▶ **Work to be completed**:
Please reproduce all of the records below word for word, changing nothing.

[Excerpts from a dataset on pointing at objects]
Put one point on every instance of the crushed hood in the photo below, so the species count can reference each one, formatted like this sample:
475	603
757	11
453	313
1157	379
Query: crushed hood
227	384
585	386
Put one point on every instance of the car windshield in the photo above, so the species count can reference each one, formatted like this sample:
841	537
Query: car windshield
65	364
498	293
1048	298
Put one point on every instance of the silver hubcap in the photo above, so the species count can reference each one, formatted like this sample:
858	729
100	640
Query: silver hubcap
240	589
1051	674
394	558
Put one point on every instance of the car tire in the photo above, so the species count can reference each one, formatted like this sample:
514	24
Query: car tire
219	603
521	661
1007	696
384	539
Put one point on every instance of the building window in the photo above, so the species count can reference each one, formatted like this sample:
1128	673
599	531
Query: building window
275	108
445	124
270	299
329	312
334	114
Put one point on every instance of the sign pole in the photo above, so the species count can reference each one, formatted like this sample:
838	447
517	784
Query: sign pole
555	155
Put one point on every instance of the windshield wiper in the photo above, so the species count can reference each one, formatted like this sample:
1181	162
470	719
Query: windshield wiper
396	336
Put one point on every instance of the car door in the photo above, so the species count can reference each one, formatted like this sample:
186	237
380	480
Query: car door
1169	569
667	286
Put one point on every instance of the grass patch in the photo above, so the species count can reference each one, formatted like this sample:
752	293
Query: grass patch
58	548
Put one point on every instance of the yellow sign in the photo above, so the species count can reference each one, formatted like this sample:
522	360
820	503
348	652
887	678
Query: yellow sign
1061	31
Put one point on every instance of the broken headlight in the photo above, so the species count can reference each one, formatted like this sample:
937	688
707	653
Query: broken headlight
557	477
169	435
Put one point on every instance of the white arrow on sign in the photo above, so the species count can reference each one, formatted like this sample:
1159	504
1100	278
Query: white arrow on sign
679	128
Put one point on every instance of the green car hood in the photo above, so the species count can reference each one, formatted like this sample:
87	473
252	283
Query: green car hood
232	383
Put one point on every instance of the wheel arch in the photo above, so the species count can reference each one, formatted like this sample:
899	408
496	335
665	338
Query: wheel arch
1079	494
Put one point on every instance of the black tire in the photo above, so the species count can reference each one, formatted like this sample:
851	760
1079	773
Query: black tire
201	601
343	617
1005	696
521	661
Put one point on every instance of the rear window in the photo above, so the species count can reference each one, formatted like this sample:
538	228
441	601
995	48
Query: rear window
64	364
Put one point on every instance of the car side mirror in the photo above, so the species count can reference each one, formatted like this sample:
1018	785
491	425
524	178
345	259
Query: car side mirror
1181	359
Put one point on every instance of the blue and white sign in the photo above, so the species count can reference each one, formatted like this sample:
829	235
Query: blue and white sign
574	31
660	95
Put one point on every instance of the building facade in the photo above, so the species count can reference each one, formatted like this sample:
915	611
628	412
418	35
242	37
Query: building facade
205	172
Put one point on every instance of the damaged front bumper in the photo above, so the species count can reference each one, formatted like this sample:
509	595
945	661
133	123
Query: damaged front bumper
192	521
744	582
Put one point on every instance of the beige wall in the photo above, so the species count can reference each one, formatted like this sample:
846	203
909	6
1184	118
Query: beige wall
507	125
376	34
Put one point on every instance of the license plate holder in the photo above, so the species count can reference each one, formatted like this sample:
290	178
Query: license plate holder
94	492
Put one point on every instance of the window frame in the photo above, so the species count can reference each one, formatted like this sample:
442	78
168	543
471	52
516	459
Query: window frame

▶ **Result**:
Put one point on every instance of the crushed hood in the photo below, so the species count can reference each one, formatted like this sample:
475	603
757	11
453	313
1157	379
Query: crushed hood
227	384
585	386
Put one point on every instance of the car windshield in the photo above, so the species count can reference each one, formatted like this sample:
841	537
Query: car windshield
65	364
498	293
1048	298
Put one point on every instance of the silver hubcap in the photo above, so the species count can reference each one, formatted like this sample:
858	729
100	640
Query: silver hubcap
240	589
1051	674
394	558
Put one point on every instance of the car tire in the photo above, so the species count can reference each one, formatted like this sample:
514	24
Query: car tire
219	603
521	661
1007	696
384	539
Put one point on every instance of the building window in the photo above, so the species count can reference each one, formatted like this sample:
1128	673
599	531
Query: building window
275	108
445	124
270	299
329	312
334	114
Put one point on every instance of the sign pole in the photo above, so the species count can reference each one, formatted like this sample:
838	447
517	784
Query: sign pole
555	155
Put one point on every instance of the windshield wiper in the photo above, so the species count can reference each one, formatted like this sample:
1181	162
470	719
Query: windshield wiper
396	336
Put one point on every instance of the car door in the photo above, so the species count can reference each one, formatted like this sample:
186	237
380	480
Query: car door
1169	569
667	286
Put one point on every instance of the grass patch in the photo above, so the species count can reference each one, formatted like this sample:
752	293
Query: grass patch
58	548
Put one point on every instance of the yellow sign in the photo above, so the species count can reference each one, formatted like this sample:
522	360
820	503
348	652
887	678
Query: yellow sign
1061	31
Put one point on every instance of the broken headlight in the photo above, so the species count can reference each one, formatted like this sample:
937	688
707	653
Query: broken headlight
557	477
169	435
Put one point on every instance of the white arrow on sign in the photo above, so the species count can reference each one, formatted like this sample:
1159	504
1100	278
Query: white arrow on sign
679	128
Put one point on every instance of the green car hood in the photo above, so the species count can reference each one, formatted like this sample:
87	473
252	283
Query: green car hood
232	383
Put one point on every instance of the wheel arch in the photo above, so the species count can reference each one, formatted like this sample:
899	408
496	335
665	338
Query: wheel arch
1079	494
Put one point on every instance of the black tire in the photo above, so the species count can reference each one, formatted like this sample:
851	760
1079	773
Query: black tire
201	601
343	617
1005	696
521	661
Put one point on every instance of the rear window in the photo above, so the species count can reference each one, formatted like this sample:
538	228
441	601
995	48
Query: rear window
64	364
Put one point on every instance of the car side mirror in the photo above, so the species count can reference each one, formatted like this sample:
1018	785
491	425
524	178
345	259
Query: car side mirror
1181	359
Put one point on every instance of the blue and white sign in the photo above, so the species count can reference each one, formatted like this sample:
829	235
Query: blue and white sign
574	31
660	95
Put one point on every instance of the building facade in the photo above, so the species count can reference each one, formatted like this sample:
915	611
628	412
418	35
242	37
Query: building facade
205	172
Put one point on every instance of the damaged front bumper in the photo above, so the species count can reference each one, formatted like this sample:
509	595
945	661
133	123
Query: damaged front bumper
192	521
744	582
Put one point on every instance of the beige wall in the photo above, so the species count can reference each one, formatted like this sample:
846	203
909	6
1184	118
Query: beige wall
507	125
376	34
Put one point on every instance of the license plate holder in the photo above, so the species count can reference each one, formatted like this sample:
290	178
Query: license plate holder
94	492
Put one point on every instance of the window frame in the photo above, so the species count can reference each one, formatted like this sample:
442	78
168	543
471	52
516	459
Query: window frame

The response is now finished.